Without including any images, repeat the listing below exactly.

*** DATA SUPPLIED ***

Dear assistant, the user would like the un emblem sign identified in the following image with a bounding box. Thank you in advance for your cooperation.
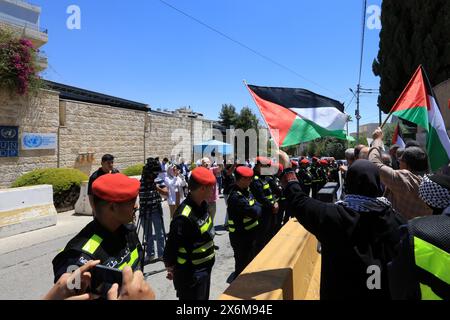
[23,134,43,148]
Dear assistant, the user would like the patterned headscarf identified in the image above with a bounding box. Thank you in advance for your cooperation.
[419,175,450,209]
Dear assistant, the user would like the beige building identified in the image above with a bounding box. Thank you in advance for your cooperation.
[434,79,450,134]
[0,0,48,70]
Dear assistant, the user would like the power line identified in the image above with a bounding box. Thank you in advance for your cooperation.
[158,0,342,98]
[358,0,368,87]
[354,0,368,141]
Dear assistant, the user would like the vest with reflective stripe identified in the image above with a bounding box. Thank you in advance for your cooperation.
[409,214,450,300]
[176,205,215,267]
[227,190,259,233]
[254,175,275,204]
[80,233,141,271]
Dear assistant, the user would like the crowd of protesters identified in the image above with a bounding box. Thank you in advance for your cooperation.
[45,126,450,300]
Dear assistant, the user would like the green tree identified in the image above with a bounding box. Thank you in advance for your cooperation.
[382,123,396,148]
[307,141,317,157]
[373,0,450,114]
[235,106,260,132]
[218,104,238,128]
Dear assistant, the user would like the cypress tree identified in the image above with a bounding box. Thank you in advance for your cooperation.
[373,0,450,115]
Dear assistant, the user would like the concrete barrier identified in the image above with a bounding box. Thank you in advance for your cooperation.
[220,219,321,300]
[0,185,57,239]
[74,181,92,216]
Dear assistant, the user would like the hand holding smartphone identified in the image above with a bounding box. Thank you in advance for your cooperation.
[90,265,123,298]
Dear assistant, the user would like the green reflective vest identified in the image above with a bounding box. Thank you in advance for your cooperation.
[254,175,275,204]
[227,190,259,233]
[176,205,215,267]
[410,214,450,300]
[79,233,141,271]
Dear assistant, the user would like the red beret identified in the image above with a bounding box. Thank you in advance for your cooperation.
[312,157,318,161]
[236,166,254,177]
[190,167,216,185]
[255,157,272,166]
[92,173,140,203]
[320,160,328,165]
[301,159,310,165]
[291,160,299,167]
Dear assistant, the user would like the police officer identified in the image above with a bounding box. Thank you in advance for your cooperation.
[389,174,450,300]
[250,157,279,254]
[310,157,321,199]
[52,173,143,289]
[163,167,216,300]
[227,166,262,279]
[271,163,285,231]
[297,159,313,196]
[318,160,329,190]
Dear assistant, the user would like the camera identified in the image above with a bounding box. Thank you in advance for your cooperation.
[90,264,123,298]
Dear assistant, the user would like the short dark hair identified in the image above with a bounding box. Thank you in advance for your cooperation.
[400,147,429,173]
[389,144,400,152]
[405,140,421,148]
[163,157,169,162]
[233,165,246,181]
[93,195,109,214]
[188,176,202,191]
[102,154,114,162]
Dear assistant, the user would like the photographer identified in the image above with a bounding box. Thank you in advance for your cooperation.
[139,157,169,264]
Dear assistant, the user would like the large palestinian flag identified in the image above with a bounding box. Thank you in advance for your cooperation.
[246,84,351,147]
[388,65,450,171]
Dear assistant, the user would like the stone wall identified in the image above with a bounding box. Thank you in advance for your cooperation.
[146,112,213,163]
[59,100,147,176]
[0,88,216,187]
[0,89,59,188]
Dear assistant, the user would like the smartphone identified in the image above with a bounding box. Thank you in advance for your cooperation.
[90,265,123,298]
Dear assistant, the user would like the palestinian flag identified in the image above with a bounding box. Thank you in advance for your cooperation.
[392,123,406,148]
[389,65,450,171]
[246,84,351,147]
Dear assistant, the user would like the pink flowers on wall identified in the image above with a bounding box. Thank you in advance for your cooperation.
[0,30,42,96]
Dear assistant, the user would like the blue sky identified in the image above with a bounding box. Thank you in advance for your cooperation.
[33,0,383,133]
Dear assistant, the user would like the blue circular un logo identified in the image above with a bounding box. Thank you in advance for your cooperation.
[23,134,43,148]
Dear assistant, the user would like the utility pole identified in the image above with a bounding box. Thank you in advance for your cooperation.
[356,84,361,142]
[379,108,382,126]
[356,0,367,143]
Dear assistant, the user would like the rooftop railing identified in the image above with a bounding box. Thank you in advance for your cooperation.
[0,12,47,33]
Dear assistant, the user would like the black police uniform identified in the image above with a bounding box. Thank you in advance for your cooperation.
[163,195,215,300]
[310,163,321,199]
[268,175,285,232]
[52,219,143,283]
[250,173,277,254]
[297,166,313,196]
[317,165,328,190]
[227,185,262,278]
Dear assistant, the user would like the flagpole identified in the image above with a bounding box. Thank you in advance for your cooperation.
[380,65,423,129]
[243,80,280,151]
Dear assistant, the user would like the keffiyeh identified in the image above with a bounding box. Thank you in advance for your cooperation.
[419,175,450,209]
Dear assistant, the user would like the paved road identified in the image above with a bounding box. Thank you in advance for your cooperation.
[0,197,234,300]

*** End of DATA SUPPLIED ***

> **RESPONSE TO THE EXERCISE**:
Dear assistant, the user would like the un emblem sign identified in the following image with a bounding box. Thank you in advance for your cooperation.
[23,134,43,148]
Dear assistant, the user would like the patterned headscarf identified in the image above with a bounding box. Thank you in advance for your cooperation.
[419,175,450,209]
Dear assistant, the user would like the beige building identified in the image above with a bounding box. Thank you in advance for your cooperation.
[434,79,450,134]
[0,0,48,70]
Dear assistant, the user would like the power line identified in the image above with a bounding box. Thank you in advance for your cooperation.
[158,0,342,98]
[358,0,368,87]
[354,0,368,141]
Dear assistant, the user would like the vest with reflective stripe identified in the image above with a bounding box. Thank you in advance for your cooperation.
[409,214,450,300]
[176,205,215,267]
[227,190,259,233]
[254,175,275,204]
[80,233,141,271]
Dear assistant, the user would like the crowd of protesters identified in the image above with a bounding box. Thank you in advance for your cooperation.
[45,126,450,300]
Dear assistant, the user would like the green tree identified in the image above with a bounding box. Thank you in advance for your cooperation.
[382,123,396,148]
[307,141,317,157]
[373,0,450,114]
[235,106,260,132]
[218,104,238,128]
Dear assistant, the user would like the cypress tree identified in the image above with a bounding box. Thank you in advance for your cooperation.
[373,0,450,115]
Dear assistant, the user would like the concrete barrier identified in the image above with a bounding box. Thank you in advance for your cooperation.
[220,219,321,300]
[0,185,57,239]
[74,181,92,216]
Dear assistant, the user would like the hand holding smartphone identified in the image above with a bounding box. Thank you in advance for your cooperation.
[90,265,123,298]
Dear assistant, the user would like the green reflective vest identified in the image above with a bounding box. Thank you in advance for your cooperation.
[254,175,275,204]
[227,190,259,233]
[176,205,215,267]
[410,214,450,300]
[79,233,141,271]
Dear assistant, the user would like the red beret identified in the image above with a bounding box. Thank you in advance for your cooperation.
[312,157,318,161]
[236,166,254,177]
[190,167,216,185]
[255,157,272,166]
[92,173,140,203]
[320,160,328,165]
[301,159,310,165]
[291,160,299,167]
Dear assistant, the user would like the police officer identified in the image above with a bounding box. Thank you in advance for your cooperation.
[389,174,450,300]
[250,157,279,254]
[310,157,321,199]
[52,173,143,289]
[163,167,216,300]
[227,166,262,279]
[271,163,285,231]
[297,159,313,196]
[318,160,329,190]
Dear assistant, the user would like the camera identified in the image above with a bounding box. Thank you in advance for your cooperation.
[90,264,123,298]
Dear assistant, the user would like the short dark hair identified in the image above with a bounding box. Thank you in advance for your cooperation.
[400,147,429,173]
[389,144,400,152]
[405,140,421,148]
[163,157,169,162]
[233,165,246,181]
[93,195,109,214]
[188,176,202,191]
[102,154,114,162]
Dear assistant, the user would like the photographer identified in the image above with a bounding box. Thank you in advance for your cooperation.
[139,157,169,264]
Dear assistant, the user would like the large palestinian flag identified in the image above with a bounding box. Thank you in advance for your cooperation.
[246,84,351,147]
[388,65,450,171]
Dear assistant, the user would like the stone wall identified in the image above with a bounding box. Thank you in advance for your cooperation.
[146,112,213,163]
[59,100,147,176]
[0,88,216,187]
[0,89,59,188]
Dear assistant, the user would like the smartphone identified in the image above with a bounding box. Thank you in advance for your cooperation.
[90,265,123,298]
Dear assistant, the user would like the palestinian flag identified in the image above with a bounding box. Thank you in advance for your cooperation.
[392,123,406,148]
[389,65,450,171]
[246,84,351,147]
Dear assistant, the user would like the pink flowers on wall identified in the image above with a bounding box. Thank you in advance for your cooperation.
[0,30,42,96]
Dear assistant, the user would like the blue sky identified in the image above with a bounding box. Thank you in advance for your cooperation.
[33,0,383,133]
Dear assistant, the user would like the blue circular un logo identified in the image above with a bounding box. Thank you in advance for your cooperation.
[23,134,43,148]
Dear assistant, the user would like the utility pole identified in the image above with a bounding box. Thank you in advance for your cooperation.
[356,84,361,142]
[379,108,382,126]
[356,0,367,143]
Dear assistant, the user would like the rooftop railing identified in the image above with a bounding box. Thank you in advance for your cooperation.
[0,12,47,33]
Dear assistant, the user would like the black police uniform identified in the image above with a bounding box. Thank you in advance for your cooperation.
[163,195,215,300]
[310,163,321,199]
[268,175,285,232]
[52,219,143,283]
[250,173,277,254]
[297,166,313,196]
[317,165,328,190]
[227,185,262,278]
Dear assistant, the user would like the flagpole identified in the image above with a bounding box. Thank you in advance for your cooperation.
[380,65,423,129]
[243,80,280,151]
Dear assistant, the user would like the keffiyeh identified in the image above with a bounding box. Thank you in advance for your cooperation.
[419,175,450,209]
Dear assistant, the user would like the paved road identified in the image above with a bounding box. Thank you in advance for your cooperation.
[0,197,234,300]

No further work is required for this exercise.